[Data items]
--- START ---
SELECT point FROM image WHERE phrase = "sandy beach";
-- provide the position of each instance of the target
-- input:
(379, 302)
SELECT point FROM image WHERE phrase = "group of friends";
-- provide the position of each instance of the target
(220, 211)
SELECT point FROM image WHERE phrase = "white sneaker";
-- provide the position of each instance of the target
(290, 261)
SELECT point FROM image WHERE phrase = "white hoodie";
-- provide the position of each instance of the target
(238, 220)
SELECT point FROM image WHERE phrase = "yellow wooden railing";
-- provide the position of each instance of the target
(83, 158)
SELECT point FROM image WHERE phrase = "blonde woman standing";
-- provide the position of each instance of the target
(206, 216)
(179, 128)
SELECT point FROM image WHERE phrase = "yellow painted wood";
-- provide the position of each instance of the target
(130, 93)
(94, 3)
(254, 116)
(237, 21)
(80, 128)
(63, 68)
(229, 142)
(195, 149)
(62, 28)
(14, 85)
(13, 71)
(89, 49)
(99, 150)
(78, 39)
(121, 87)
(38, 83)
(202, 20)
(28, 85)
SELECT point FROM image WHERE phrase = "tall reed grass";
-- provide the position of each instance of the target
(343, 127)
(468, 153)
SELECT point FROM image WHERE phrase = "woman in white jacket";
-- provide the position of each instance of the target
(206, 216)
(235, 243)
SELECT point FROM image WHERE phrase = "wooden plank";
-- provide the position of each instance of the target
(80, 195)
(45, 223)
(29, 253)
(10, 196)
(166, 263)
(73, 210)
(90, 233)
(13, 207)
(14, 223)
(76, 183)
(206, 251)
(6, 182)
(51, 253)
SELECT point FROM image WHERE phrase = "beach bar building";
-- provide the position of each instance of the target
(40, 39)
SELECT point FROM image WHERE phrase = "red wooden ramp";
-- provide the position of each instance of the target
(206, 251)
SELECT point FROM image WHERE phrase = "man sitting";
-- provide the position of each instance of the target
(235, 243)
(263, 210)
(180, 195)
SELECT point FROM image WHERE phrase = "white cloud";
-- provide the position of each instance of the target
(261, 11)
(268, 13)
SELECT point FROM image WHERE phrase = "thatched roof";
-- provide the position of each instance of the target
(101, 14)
--- END ---
### STATED EXERCISE:
Provide an exact reproduction of all the entries shown above.

### THE RESPONSE:
SELECT point FROM image WHERE phrase = "sandy beach";
-- provide the position of each instance of the target
-- input:
(379, 302)
SELECT point FROM image WHERE phrase = "group of friends";
-- provide the position of each instance of the target
(220, 211)
SELECT point FROM image WHERE phrase = "white sneaker";
-- provide the position of each instance of the target
(290, 261)
SELECT point FROM image WHERE phrase = "white hoodie";
-- provide the position of each instance of the target
(238, 220)
SELECT point FROM image WHERE phrase = "yellow wooden railing";
-- provide the position of each instance of the target
(83, 158)
SELECT point FROM image WHERE phrase = "blonde woman standing";
-- provide the position of each instance of the target
(206, 216)
(179, 128)
SELECT point FROM image WHERE phrase = "yellow painted wood";
-- provide the position of each instance of the target
(130, 93)
(94, 3)
(254, 116)
(237, 21)
(80, 128)
(63, 68)
(229, 142)
(195, 149)
(62, 28)
(14, 85)
(13, 71)
(89, 49)
(99, 150)
(78, 39)
(121, 87)
(38, 83)
(202, 20)
(28, 85)
SELECT point FROM image WHERE phrase = "tall reed grass";
-- provide the position of each instance of the target
(343, 127)
(468, 153)
SELECT point FROM image WHERE phrase = "woman in white jacket";
-- provide the position of each instance of the target
(206, 216)
(235, 243)
SELECT point FROM image WHERE phrase = "wooden plank";
-- provide the position of each instance of the target
(80, 195)
(45, 223)
(29, 253)
(10, 196)
(166, 263)
(73, 210)
(90, 233)
(13, 207)
(14, 223)
(76, 183)
(206, 251)
(6, 182)
(51, 253)
SELECT point FROM image WHERE phrase = "beach bar building";
-- provide the position of each instance of the target
(40, 39)
SELECT point FROM image WHERE phrase = "red wooden ramp";
-- provide the position of each instance of the target
(206, 251)
SELECT point FROM image WHERE phrase = "man sitting";
-- provide the position of each instance of the target
(235, 243)
(263, 210)
(180, 195)
SELECT point FROM image WHERE phrase = "white cloud";
-- provide the position of each instance of the target
(261, 11)
(268, 13)
SELECT point FROM image WHERE phrase = "thatched roof";
-- provide the position of each instance of the target
(101, 14)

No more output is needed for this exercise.